**Text section**
• • • •
# Beginner! Need help! ASAP! lol



## paint it black (Nov 3, 2007)

Ok, so I was able to be the lucky one who received the free flies from Aaron. A buddy of mine let me have his fly rod to get started. Once I'm done restoring my boat, I'll focus on buying a better fly rod if needed. The rod that I got off my buddy is an 8 foot "Royal Coachman" from "South Bend". It's a 5-6 WT. The reel is a "ginger quill". He bought this about 10 years ago from Cabelas.  I have no clue about the line and stuff. I've read about tapers and what not, but I have no clue what it is. I don't know what I'm missing on here. He told me the line is has is floating line. It's white in color. It gets skinnier towards the end. Do I have to put some sort of a leader on here? Or tie the fly direct onto the white fly line? I'd appreciate all the help I can get. I would love to get my first fish on fly. I've been casting for about 15 minutes in my front yard and I have already improved drastically. I can reach about 20 feet now (compared to about 4 feet before...lol). I was looking at tutorials on fly casting a "roll cast" and it seemed pretty simple. 

I would appreciate any help. 

Thanks,
Eric


----------



## Brett (Jul 16, 2008)

http://www.fishcreeklodge.com/rigging-fly-rods.htm

http://www.spanishflytv.com/tacklebox/tacklebox_rigging_fly_rod.php


----------



## MATT (Apr 30, 2007)

"A buddy of mine let me have his fly rod to get started"


Welcome to the cult...My first I traded a pair of Raybans that I no longer used. Thought I got the best end of the deal...Now Look


----------



## paint it black (Nov 3, 2007)

I got lucky and got this from Aaron.


----------



## Guest (Dec 17, 2008)

It sounds like you have a "double taper" line, which is OK for shorter casts. You may want to get a Scientific Angler "Headstart" line which is a "weight forward" line which should be easier to cast for you.
Welcome to the addiction!


----------



## aaronshore (Aug 24, 2007)

Sounds to me like you have a freshwater set-up. Also a 5-6 wt wont cast most of those flies well or be very effective in saltwater. I would say you need an 8wt set-up. I agree with the "headstart" line suggestion. Hope you like the flies. BTW I never recieved anything in the mail from you. Not that it matters. Just the principal I guess.


----------



## skinny_water (Jun 11, 2008)

A sight that helped me alot with my casting is sexyloops.com

If you are having an issue, like loop colapse or something like that they tell you what you are doing, and how to fix it.

Get a new line. The headstart line is nice, and if you have an old line it might not float anymore or be really stiff.


----------



## HaMm3r (Dec 11, 2006)

> I got lucky and got this from Aaron.


There's some good stuff in that box! Take that 5wt rod and some of those white or yellow foam poppers and get after the bass. They'll eat those up! 

Oh, and the simple answer to your question is that you need to make or buy a leader to tie onto the fly line. There are some leader recipes out there, if you search for them. I'd make a suggestion, but I'm not that good...  ;D


----------



## paint it black (Nov 3, 2007)
• • • •
**Provided information**
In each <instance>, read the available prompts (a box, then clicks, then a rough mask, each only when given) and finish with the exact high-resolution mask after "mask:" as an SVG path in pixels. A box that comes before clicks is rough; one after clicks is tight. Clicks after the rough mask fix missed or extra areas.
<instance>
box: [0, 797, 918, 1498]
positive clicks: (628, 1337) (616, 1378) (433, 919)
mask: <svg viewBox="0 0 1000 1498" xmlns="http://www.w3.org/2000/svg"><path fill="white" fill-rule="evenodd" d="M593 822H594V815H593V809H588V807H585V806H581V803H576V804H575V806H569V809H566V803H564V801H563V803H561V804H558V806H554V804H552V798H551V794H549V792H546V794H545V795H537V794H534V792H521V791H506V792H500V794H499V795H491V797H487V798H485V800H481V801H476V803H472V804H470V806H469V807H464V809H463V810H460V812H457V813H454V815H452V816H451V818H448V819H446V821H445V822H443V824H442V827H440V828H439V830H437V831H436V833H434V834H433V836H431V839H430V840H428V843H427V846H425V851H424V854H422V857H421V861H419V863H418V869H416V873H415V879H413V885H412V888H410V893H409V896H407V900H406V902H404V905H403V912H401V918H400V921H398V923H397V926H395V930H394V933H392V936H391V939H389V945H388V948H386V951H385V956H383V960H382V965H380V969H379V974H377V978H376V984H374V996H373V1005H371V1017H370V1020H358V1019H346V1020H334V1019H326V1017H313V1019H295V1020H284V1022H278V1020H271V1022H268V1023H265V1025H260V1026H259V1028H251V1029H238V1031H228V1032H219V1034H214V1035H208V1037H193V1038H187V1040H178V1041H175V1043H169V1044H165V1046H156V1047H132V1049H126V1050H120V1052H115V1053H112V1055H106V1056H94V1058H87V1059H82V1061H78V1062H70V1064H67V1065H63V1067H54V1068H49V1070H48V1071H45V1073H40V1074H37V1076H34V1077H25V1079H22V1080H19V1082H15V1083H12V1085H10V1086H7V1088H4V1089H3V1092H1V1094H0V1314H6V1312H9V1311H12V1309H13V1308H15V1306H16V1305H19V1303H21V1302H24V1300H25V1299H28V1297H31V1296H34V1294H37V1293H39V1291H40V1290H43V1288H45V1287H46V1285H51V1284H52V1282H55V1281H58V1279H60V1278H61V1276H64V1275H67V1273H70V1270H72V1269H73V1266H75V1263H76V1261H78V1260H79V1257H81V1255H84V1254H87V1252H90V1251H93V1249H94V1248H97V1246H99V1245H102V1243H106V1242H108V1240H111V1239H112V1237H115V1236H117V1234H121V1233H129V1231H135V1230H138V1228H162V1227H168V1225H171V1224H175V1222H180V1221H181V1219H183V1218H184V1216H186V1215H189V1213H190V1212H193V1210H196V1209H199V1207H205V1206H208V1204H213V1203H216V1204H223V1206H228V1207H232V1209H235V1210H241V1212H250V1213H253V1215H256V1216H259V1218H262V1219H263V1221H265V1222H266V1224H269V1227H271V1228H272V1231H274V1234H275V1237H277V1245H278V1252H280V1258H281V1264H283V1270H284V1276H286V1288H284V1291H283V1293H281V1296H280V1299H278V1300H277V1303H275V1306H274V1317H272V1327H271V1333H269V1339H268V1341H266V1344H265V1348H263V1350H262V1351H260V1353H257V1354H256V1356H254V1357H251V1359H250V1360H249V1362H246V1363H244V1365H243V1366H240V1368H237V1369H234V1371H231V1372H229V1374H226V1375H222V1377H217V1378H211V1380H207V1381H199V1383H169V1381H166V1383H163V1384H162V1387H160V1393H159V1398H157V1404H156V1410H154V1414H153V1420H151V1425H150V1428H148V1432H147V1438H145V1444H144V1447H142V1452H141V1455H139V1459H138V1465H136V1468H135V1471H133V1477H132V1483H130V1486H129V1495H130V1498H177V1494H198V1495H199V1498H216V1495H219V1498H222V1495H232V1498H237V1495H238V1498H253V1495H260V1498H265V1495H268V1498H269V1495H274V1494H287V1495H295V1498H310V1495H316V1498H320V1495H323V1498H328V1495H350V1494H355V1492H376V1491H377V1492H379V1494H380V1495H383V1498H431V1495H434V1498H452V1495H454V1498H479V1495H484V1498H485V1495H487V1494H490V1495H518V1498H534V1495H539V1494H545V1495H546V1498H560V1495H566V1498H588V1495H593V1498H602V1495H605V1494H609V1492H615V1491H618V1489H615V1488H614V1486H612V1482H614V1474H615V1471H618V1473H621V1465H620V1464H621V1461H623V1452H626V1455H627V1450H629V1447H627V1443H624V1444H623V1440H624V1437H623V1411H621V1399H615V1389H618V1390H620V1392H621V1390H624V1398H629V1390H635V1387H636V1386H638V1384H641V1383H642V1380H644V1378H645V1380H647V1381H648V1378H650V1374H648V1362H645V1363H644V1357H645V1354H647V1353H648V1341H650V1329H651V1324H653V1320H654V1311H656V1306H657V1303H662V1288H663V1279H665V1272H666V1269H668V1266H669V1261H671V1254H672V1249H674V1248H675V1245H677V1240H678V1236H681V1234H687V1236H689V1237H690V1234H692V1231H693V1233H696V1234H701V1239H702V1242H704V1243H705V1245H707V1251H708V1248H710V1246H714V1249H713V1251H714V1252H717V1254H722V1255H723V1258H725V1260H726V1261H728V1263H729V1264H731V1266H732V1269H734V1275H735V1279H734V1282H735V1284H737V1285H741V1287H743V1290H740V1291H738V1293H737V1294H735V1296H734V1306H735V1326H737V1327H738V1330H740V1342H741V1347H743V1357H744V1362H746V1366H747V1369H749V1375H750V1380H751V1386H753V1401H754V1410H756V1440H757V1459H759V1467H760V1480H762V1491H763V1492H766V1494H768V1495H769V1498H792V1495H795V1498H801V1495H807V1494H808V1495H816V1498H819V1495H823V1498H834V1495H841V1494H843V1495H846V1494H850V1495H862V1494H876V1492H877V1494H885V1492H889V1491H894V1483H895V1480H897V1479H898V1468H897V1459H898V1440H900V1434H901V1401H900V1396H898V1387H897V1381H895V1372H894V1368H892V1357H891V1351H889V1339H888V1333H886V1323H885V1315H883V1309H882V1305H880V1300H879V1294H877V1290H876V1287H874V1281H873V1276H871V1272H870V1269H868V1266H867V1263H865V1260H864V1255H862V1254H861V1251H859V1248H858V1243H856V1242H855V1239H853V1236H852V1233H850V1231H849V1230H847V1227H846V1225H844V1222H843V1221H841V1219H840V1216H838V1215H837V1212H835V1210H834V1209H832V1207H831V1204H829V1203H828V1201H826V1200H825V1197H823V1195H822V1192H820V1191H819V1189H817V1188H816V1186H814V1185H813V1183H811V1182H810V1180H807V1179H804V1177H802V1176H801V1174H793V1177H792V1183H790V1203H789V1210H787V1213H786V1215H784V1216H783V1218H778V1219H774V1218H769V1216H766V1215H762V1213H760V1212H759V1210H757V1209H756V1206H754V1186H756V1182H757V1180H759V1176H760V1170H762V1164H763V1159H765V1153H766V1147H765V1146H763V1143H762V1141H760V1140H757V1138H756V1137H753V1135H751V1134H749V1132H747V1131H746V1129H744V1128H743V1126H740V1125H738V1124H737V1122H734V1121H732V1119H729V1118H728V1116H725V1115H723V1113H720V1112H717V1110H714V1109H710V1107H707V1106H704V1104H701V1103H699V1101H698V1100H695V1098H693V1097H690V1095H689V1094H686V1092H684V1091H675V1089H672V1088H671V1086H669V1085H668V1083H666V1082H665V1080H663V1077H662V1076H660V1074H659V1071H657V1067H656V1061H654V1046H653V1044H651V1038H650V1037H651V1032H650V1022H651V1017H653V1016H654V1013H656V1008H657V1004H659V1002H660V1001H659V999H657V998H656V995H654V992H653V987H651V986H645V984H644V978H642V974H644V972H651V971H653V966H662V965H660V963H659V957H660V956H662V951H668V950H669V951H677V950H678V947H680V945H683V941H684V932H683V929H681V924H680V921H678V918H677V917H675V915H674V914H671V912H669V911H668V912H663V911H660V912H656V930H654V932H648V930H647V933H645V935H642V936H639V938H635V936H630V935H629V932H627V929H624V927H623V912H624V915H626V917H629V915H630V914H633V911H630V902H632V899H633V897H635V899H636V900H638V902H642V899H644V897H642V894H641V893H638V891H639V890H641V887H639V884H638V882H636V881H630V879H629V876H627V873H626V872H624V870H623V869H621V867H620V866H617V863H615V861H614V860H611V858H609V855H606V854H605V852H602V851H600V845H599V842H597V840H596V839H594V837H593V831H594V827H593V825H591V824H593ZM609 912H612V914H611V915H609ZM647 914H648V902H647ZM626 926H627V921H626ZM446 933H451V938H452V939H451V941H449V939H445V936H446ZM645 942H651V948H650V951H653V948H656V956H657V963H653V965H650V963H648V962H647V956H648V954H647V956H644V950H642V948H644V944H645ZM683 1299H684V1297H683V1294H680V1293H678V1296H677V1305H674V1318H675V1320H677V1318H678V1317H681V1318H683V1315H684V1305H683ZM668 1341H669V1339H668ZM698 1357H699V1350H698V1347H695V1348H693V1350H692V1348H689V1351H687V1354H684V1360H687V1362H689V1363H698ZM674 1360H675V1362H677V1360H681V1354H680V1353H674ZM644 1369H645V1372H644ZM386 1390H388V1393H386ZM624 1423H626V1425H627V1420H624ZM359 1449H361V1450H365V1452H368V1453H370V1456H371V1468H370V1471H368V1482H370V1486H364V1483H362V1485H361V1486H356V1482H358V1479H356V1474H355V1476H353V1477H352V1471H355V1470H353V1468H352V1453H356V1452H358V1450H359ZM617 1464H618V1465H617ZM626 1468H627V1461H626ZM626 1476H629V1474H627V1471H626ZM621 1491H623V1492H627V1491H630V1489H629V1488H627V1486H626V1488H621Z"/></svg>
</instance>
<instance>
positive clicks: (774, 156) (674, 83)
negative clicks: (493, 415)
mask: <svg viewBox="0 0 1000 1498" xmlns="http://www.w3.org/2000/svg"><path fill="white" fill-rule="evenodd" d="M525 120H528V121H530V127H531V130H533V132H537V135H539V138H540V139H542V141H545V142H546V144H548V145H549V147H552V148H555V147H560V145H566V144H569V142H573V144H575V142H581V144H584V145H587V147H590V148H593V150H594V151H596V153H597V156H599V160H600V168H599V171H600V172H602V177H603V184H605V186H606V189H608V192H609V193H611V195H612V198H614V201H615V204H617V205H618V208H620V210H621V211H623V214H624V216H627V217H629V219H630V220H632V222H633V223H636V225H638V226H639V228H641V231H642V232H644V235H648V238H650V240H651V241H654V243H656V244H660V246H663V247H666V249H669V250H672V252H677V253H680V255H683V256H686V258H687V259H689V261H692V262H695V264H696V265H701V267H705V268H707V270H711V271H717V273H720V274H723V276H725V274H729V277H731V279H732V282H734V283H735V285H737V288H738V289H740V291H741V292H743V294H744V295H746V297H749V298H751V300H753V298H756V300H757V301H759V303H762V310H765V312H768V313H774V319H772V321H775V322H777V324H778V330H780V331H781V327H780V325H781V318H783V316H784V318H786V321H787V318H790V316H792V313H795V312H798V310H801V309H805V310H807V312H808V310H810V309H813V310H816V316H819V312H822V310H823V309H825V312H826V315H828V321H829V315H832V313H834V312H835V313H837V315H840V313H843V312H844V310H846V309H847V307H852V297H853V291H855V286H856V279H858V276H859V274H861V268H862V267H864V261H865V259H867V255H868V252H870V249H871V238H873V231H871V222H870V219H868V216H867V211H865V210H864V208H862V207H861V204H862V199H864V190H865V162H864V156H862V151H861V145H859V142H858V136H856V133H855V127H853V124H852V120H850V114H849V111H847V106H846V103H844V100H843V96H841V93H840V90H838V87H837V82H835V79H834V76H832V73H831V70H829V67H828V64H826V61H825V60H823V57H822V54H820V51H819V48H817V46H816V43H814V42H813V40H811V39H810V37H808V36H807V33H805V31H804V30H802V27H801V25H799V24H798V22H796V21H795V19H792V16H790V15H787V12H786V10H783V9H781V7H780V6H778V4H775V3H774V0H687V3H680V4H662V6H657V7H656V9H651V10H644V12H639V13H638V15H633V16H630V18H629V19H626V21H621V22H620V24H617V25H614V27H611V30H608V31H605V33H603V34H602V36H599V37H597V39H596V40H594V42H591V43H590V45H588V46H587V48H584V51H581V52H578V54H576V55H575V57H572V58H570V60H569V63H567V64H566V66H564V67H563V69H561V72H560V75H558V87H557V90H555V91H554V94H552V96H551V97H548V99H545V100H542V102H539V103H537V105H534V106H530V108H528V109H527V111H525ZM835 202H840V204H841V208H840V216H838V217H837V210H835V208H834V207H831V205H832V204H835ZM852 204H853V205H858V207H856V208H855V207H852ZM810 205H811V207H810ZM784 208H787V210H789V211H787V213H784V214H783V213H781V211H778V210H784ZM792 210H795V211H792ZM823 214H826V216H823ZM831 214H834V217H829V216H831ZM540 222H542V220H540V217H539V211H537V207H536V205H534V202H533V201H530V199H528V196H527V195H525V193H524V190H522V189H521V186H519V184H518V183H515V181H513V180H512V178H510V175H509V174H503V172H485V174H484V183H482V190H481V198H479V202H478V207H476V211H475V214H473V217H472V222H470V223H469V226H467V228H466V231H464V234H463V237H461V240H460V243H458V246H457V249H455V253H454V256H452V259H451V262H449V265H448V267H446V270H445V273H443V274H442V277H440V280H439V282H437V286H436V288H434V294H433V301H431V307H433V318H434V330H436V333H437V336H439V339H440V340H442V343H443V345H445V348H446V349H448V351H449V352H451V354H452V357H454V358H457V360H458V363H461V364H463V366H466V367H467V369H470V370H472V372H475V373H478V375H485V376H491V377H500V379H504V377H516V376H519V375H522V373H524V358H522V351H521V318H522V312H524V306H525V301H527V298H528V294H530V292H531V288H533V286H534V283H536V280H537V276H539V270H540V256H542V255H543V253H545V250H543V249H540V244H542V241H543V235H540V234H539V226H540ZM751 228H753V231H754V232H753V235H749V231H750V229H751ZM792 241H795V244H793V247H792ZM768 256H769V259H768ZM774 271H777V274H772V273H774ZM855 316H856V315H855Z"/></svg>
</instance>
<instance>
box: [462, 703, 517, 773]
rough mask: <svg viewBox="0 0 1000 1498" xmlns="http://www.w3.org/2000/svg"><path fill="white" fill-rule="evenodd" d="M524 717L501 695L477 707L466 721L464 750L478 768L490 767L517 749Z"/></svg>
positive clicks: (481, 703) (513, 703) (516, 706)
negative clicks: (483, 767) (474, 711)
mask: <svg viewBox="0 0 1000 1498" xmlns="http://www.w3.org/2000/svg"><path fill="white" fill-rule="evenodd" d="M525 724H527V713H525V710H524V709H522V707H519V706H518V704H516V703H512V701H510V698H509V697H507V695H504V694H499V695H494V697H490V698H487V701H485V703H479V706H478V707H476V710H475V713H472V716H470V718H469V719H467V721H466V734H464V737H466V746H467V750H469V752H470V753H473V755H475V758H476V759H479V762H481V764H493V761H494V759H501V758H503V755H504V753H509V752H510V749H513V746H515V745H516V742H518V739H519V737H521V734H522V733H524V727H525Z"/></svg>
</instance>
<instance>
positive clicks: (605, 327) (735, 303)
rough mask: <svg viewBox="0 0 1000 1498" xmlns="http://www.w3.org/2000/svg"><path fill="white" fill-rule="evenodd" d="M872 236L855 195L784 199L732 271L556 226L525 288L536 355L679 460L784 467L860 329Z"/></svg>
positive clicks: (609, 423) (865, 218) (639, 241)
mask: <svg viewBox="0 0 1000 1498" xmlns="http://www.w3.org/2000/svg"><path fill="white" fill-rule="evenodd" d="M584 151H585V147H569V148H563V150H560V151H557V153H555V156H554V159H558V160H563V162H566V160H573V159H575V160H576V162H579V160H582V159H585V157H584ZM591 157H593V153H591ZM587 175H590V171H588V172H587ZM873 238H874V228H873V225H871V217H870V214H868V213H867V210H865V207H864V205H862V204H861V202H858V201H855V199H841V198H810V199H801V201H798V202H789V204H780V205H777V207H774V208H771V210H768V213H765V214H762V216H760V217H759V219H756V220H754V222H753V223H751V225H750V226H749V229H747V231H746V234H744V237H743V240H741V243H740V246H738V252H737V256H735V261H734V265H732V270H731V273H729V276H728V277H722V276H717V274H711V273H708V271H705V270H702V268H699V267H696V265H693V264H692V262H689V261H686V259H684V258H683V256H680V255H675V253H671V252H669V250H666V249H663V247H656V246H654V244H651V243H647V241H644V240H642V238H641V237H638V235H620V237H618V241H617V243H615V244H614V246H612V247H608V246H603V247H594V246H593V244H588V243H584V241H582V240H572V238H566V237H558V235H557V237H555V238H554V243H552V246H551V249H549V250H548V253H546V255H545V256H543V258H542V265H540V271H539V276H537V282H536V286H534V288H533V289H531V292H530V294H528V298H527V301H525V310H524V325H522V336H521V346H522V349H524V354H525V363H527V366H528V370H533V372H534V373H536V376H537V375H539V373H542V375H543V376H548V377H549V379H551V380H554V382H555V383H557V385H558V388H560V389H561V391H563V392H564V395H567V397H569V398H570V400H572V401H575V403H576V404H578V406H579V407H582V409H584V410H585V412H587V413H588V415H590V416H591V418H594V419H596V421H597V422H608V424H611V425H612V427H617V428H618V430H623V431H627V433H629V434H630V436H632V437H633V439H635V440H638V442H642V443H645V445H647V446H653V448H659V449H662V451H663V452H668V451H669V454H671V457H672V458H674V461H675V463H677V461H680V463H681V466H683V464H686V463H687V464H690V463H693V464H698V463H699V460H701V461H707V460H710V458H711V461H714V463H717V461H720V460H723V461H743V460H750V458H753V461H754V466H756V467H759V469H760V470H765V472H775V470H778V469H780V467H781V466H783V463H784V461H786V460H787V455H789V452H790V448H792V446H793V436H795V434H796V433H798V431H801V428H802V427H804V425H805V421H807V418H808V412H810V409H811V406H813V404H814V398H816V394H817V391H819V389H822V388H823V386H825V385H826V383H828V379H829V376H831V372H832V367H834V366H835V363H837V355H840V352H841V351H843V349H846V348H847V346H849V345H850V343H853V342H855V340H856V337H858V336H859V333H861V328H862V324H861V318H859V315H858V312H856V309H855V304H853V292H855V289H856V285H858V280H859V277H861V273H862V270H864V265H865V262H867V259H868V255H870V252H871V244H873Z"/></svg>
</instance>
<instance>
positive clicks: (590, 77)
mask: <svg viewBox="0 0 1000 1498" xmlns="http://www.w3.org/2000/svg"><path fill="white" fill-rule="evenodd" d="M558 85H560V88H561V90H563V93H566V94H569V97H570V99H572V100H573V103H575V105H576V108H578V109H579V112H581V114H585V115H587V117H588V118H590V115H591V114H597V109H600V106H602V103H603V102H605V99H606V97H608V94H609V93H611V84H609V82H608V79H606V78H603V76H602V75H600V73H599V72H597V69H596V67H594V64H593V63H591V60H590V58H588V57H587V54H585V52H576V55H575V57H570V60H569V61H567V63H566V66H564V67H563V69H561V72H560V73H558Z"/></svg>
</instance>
• • • •
**Tasks to perform**
A. Answer these about the fly-fishing thread:
(i) What is the name of the reel that came with the borrowed rod?
(ii) What line weight does aaronshore say is needed for saltwater?
(iii) What did MATT trade for his first fly rod?
B. Translate this sentence from the fly-fishing thread into Spanish: "Sounds to me like you have a freshwater set-up."

**Answers for the exercise**
A.
(i) A "ginger quill"
(ii) An 8wt set-up
(iii) A pair of Raybans he no longer used

B. Me parece que tienes un equipo para agua dulce.